Object pointing dataset rows
--- Begin ---

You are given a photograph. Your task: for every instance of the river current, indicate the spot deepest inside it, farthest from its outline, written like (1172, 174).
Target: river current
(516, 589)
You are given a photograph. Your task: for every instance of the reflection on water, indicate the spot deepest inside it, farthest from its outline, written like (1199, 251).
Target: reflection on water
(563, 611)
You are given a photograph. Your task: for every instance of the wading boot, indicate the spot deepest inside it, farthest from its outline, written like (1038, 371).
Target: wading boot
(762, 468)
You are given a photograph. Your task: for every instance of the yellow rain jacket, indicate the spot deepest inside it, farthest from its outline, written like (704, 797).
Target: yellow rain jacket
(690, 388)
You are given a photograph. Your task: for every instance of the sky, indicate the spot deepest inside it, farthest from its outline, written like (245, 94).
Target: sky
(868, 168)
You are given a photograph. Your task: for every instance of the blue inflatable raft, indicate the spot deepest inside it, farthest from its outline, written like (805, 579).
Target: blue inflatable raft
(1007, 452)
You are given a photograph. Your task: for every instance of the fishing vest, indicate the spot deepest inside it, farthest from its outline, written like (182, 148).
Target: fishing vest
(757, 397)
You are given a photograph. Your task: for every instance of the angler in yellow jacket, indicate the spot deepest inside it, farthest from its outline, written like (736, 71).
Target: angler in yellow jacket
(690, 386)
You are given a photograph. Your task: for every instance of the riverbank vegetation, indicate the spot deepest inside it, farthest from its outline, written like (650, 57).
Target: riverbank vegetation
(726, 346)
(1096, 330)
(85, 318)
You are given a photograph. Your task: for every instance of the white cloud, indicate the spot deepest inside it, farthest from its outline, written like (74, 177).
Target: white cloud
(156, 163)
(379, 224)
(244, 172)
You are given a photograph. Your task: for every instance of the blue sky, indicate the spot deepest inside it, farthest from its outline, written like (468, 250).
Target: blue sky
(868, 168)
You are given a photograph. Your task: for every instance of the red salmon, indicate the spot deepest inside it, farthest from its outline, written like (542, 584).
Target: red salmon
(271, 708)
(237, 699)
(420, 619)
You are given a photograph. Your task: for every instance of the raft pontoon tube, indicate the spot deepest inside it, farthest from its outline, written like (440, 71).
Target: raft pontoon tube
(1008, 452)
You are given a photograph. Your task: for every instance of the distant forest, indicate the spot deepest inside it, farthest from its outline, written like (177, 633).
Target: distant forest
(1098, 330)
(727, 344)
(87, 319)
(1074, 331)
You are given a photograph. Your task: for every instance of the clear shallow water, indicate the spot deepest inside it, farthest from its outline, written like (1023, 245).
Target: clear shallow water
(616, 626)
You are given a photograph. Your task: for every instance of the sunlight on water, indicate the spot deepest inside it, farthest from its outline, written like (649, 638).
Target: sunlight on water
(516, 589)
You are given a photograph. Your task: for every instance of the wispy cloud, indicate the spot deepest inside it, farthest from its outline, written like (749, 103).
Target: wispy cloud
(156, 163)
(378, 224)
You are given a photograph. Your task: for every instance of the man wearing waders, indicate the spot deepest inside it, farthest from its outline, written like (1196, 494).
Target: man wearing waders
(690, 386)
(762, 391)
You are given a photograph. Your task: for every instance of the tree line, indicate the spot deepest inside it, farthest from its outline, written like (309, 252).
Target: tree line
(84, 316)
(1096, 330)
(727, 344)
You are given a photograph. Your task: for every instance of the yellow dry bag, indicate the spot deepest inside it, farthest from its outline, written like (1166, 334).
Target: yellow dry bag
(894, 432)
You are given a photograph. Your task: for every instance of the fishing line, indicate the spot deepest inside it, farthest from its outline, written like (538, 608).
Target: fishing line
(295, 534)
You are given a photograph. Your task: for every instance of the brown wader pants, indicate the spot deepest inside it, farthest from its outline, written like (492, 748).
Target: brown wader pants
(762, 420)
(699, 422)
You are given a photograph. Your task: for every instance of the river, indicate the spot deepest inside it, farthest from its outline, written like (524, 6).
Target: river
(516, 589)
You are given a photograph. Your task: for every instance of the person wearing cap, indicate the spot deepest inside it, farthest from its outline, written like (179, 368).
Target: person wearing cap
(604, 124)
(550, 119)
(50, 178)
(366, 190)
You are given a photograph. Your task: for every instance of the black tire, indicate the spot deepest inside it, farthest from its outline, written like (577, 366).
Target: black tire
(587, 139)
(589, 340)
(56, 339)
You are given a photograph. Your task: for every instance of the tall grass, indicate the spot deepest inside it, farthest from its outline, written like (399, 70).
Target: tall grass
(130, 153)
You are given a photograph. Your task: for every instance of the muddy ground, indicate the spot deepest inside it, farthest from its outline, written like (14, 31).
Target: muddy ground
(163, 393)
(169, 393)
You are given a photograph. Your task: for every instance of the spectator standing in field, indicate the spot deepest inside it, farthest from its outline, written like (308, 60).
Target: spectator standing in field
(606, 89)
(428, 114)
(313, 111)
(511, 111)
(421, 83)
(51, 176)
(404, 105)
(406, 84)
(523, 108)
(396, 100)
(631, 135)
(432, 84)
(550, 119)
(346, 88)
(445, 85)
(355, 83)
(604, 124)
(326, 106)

--- End ---

• **REQUIREMENTS**
Write out every entry word for word.

• **EXERCISE SOLUTION**
You are given a photograph. Your task: for every instance of the river current, indicate the spot deepest inside it, farthest from its outline, written like (1172, 174).
Target: river current
(516, 589)
You are given a photograph. Your task: for every instance of the reflection on water, indicate the spot deepest inside it, farthest from its outline, written like (1199, 251).
Target: reflection on water
(563, 611)
You are given a photograph. Your task: for every instance of the wading boot, indicate the spot deepest inside it, farthest from its outline, written like (1038, 371).
Target: wading boot
(762, 468)
You are given a photograph. Your task: for every instance of the yellow rain jacket, indicate the spot deepest inside it, farthest from its outline, written like (704, 797).
Target: yellow rain jacket
(690, 388)
You are given a photograph. Your task: for every instance of the sky, indicate the spot deepest inside it, farthest from its outline, written like (245, 94).
Target: sky
(868, 168)
You are given a photograph. Your task: for every instance of the blue inflatable raft, indicate the spot deepest inside it, farthest from its outline, written like (805, 579).
Target: blue inflatable raft
(1007, 452)
You are given a photograph. Your task: for every instance of the fishing vest, indicate the spot deepest inside it, farthest from its outline, written like (182, 148).
Target: fishing vest
(757, 397)
You are given a photograph. Your task: for every instance of the angler in yellow jacket, indicate the spot deepest inside it, farthest from its outline, written like (736, 71).
Target: angler in yellow jacket
(690, 386)
You are given a photograph. Your task: for every instance of the riverbank vegetation, indicate the spot deepest inside it, farthest from its outline, written like (650, 57).
Target: riverbank vegetation
(726, 346)
(1096, 330)
(85, 318)
You are given a photograph. Your task: for every instance of the white cloud, indicate the spot deepest inside it, farthest from its outline, written like (74, 177).
Target: white cloud
(156, 163)
(379, 224)
(244, 172)
You are given a photograph. Your task: for every instance of the blue sky, indicate the spot deepest inside it, farthest from its outline, written like (468, 250).
Target: blue sky
(868, 168)
You are given a photograph. Your task: for every instance of the red salmon, indicate the spot deepest inside it, farthest from its outline, written like (542, 584).
Target: red salmon
(271, 708)
(237, 699)
(420, 619)
You are given a photograph. Your task: for every instance of the raft pontoon tube, indicate the spot deepest inside it, farthest from its outline, written like (440, 71).
Target: raft pontoon tube
(1008, 452)
You are given a photograph. Your task: for every instance of the distant forest, indicate the spot deepest inside it, farthest from its outline, written like (177, 633).
Target: distant forest
(1098, 330)
(727, 344)
(87, 319)
(1074, 331)
You are given a photograph. Your task: for every instance of the clear shallow water, indicate the spot deepest inside it, farthest from its outline, written like (1023, 245).
Target: clear shallow water
(616, 626)
You are given a photograph. Your task: for every instance of the sunlight on water, indicate the spot deepest inside it, farthest from its outline, written like (649, 638).
Target: sunlight on water
(516, 589)
You are given a photograph. Your task: for every instance of the wispy cloud, indicate the spot deepest inside it, farthest from its outline, written like (749, 103).
Target: wispy cloud
(156, 163)
(378, 224)
You are given a photograph. Your task: for every instance of the man wearing waders, indicate the spot deepest inside it, farthest from its outline, written like (1196, 494).
Target: man wearing waders
(690, 386)
(762, 391)
You are given a photograph. Your task: for every instance of the tree line, indicate the spot deepest inside it, farthest from its outline, written like (309, 252).
Target: tree line
(84, 316)
(1096, 330)
(727, 344)
You are given a photograph. Your task: for every instance of the yellow dry bag, indicate the spot deepest inside it, farthest from its outline, written like (1166, 334).
Target: yellow dry bag
(894, 432)
You are given a photograph. Your task: for every instance of the fishing line, indicate the spot deepest inside it, farthest from its outline, written like (538, 608).
Target: fishing line
(295, 534)
You are given a photograph. Your task: for every instance of the brown wader pants, indicate the spot deepest inside it, farthest from its outline, written like (492, 748).
Target: brown wader pants
(762, 420)
(699, 422)
You are given a photograph. Your task: for every instance of the river, indicate the spot deepest inside it, farthest from its outline, written like (524, 6).
Target: river
(516, 589)
You are given a photograph. Your task: for every instance of the person wearing cap, indicate the spot deepest inside it, farthest from its outline, written like (179, 368).
Target: person wearing cap
(604, 124)
(550, 119)
(50, 178)
(366, 190)
You are given a photograph. Your task: for every instance of the black tire, indicate the spot deepest inside it, farthest from its outline, written like (577, 366).
Target: black tire
(587, 139)
(589, 340)
(56, 339)
You are given a photograph. Your task: for every instance of the tall grass, indicate the spot deepest inside it, farthest from its outline, written like (399, 70).
Target: tall grass
(130, 153)
You are given a photograph. Your task: for every instance of the muddy ground, indicate the spot deepest inside it, farthest from its outline, written like (14, 31).
Target: muddy ground
(163, 393)
(169, 393)
You are given a photograph. Your task: for every instance of the spectator standing in field, indicate the spot deepest inside it, farthest from its outline, written like (308, 60).
Target: spectator standing in field
(606, 89)
(428, 114)
(313, 111)
(511, 111)
(421, 83)
(51, 176)
(404, 105)
(406, 84)
(523, 108)
(396, 100)
(631, 135)
(432, 84)
(550, 119)
(346, 88)
(445, 85)
(355, 83)
(604, 124)
(326, 106)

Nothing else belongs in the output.